Nothing but the lines from the one with "bark in the photo above." to the final line should be returned, each exactly as it appears.
┌─ The data
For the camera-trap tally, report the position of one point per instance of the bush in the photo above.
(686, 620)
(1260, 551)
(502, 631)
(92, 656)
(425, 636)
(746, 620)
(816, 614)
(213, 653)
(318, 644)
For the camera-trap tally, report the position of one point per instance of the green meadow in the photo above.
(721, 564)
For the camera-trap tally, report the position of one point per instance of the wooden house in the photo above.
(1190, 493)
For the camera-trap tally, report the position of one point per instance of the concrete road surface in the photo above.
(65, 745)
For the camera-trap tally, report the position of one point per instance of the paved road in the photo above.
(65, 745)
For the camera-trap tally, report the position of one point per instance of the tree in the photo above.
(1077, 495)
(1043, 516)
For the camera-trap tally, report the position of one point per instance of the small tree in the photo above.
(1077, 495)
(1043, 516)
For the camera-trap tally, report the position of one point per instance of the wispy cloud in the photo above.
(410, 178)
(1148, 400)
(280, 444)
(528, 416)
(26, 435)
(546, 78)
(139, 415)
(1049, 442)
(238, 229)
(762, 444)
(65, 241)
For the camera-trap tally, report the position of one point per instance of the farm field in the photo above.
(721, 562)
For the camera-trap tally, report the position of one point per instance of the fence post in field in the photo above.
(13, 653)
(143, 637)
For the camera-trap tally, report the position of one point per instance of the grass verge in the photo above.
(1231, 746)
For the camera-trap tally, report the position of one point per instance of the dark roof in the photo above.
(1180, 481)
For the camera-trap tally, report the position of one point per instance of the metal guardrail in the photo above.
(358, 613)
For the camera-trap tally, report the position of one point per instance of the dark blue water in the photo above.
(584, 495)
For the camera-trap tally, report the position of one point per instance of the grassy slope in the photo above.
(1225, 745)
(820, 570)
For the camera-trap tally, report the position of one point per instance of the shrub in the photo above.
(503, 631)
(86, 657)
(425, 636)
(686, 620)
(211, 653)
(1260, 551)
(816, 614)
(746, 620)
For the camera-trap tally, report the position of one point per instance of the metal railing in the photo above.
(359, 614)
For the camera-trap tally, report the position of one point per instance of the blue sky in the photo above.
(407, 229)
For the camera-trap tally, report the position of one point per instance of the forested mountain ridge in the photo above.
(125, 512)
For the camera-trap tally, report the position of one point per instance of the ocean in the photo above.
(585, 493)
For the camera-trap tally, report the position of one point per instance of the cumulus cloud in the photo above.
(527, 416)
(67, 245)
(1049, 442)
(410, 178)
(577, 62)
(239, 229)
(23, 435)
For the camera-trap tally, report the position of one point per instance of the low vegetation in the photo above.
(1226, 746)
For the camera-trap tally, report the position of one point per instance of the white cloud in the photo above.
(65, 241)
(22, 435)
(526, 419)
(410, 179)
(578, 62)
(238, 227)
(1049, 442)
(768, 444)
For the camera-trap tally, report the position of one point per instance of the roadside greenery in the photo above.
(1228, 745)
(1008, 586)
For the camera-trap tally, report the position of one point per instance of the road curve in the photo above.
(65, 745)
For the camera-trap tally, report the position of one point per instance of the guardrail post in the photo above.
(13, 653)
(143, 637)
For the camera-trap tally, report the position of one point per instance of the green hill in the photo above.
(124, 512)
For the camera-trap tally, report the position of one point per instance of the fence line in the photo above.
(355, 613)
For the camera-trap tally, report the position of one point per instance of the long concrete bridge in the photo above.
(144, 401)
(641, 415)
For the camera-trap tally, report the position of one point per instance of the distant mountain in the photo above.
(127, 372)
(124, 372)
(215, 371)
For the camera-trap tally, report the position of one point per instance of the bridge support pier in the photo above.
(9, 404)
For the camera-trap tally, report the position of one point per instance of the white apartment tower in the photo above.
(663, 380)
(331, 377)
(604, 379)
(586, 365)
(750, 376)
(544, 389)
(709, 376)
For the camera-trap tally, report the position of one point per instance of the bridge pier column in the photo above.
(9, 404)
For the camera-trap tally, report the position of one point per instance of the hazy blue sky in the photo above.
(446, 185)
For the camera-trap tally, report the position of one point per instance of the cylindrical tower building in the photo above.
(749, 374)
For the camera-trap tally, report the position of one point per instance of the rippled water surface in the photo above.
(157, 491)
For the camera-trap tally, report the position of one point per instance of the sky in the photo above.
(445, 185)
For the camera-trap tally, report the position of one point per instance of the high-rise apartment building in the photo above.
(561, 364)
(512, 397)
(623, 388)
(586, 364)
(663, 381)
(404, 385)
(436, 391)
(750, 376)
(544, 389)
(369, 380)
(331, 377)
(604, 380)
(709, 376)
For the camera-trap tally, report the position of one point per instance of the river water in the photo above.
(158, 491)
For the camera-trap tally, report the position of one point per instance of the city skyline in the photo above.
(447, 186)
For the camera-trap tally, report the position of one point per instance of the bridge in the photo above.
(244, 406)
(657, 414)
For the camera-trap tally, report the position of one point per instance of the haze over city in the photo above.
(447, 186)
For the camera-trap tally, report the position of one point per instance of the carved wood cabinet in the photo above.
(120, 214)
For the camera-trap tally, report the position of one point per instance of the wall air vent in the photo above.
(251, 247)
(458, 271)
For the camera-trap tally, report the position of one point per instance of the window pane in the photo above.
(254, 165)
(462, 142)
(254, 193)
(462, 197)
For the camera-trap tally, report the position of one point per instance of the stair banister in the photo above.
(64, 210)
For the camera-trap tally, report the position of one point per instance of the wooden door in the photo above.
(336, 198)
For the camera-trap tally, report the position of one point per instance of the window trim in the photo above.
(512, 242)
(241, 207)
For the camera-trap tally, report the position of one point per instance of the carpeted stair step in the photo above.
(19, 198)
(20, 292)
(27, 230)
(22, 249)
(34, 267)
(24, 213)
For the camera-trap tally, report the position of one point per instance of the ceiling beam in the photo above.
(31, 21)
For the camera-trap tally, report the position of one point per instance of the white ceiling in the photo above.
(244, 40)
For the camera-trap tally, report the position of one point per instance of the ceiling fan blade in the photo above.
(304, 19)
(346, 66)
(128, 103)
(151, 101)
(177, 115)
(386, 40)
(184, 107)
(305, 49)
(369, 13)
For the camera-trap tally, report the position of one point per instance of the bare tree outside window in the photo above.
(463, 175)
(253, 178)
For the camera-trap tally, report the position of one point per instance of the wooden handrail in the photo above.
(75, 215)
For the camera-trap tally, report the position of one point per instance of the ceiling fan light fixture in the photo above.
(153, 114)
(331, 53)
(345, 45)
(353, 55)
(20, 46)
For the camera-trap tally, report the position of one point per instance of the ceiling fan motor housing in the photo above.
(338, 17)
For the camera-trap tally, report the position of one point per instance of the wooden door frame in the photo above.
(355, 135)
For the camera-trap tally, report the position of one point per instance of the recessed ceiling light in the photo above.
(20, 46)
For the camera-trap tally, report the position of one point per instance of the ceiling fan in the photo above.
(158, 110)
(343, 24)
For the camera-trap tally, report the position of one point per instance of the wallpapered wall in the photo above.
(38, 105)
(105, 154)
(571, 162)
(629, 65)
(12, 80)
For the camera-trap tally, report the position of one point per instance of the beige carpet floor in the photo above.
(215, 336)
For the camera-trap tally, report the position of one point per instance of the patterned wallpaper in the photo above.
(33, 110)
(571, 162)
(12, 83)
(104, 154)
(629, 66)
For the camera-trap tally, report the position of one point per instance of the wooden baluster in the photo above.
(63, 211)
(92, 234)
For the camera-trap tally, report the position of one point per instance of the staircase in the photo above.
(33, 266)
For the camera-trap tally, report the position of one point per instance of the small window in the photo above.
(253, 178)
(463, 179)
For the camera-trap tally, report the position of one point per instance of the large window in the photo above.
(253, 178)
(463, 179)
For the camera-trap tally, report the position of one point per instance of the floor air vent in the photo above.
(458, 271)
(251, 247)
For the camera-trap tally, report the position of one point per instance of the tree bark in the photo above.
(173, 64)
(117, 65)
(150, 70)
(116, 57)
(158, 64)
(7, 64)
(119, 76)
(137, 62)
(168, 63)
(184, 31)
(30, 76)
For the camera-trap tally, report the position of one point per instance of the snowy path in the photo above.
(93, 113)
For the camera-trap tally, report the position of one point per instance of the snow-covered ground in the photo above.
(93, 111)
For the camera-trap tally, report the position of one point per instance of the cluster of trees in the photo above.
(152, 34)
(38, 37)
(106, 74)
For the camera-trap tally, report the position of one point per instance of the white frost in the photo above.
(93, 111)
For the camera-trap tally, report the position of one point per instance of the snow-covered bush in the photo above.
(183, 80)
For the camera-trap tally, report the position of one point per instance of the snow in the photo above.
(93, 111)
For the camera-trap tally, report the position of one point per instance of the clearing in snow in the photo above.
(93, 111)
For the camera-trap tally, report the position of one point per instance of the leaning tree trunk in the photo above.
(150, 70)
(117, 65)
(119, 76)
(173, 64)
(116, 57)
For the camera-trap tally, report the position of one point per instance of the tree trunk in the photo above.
└─
Correct answer:
For the camera-trap tally, report the position of one point per instance of the tree bark in the photo above.
(173, 64)
(117, 65)
(150, 70)
(116, 57)
(158, 64)
(7, 64)
(119, 76)
(137, 62)
(168, 63)
(184, 31)
(30, 76)
For the camera-trap tally, report the position of one point per instance of the snowy path in the photo above.
(93, 113)
For the camera-trap tally, report the position of one point per instance of the snow-covered ground in the photo above.
(93, 111)
For the camera-trap tally, report the position of one point per instance of the cluster of trees in the photo above.
(152, 34)
(38, 37)
(106, 74)
For the camera-trap tally, report the position of one point per instance of the white frost in the photo above.
(93, 111)
For the camera-trap tally, report the position of one point per instance of the snow-covered bush in the photo above.
(183, 80)
For the camera-trap tally, report the position of one point per instance of the snow in the photo above.
(93, 111)
For the camera-trap tally, report the position of one point per instance of the clearing in snow in the photo above.
(93, 111)
For the camera-trap tally, report the position of one point per instance of the leaning tree trunk in the photo above.
(150, 70)
(117, 65)
(119, 76)
(173, 64)
(116, 57)
For the camera-trap tally, report the position of one point per instance of the tree trunk in the photo above.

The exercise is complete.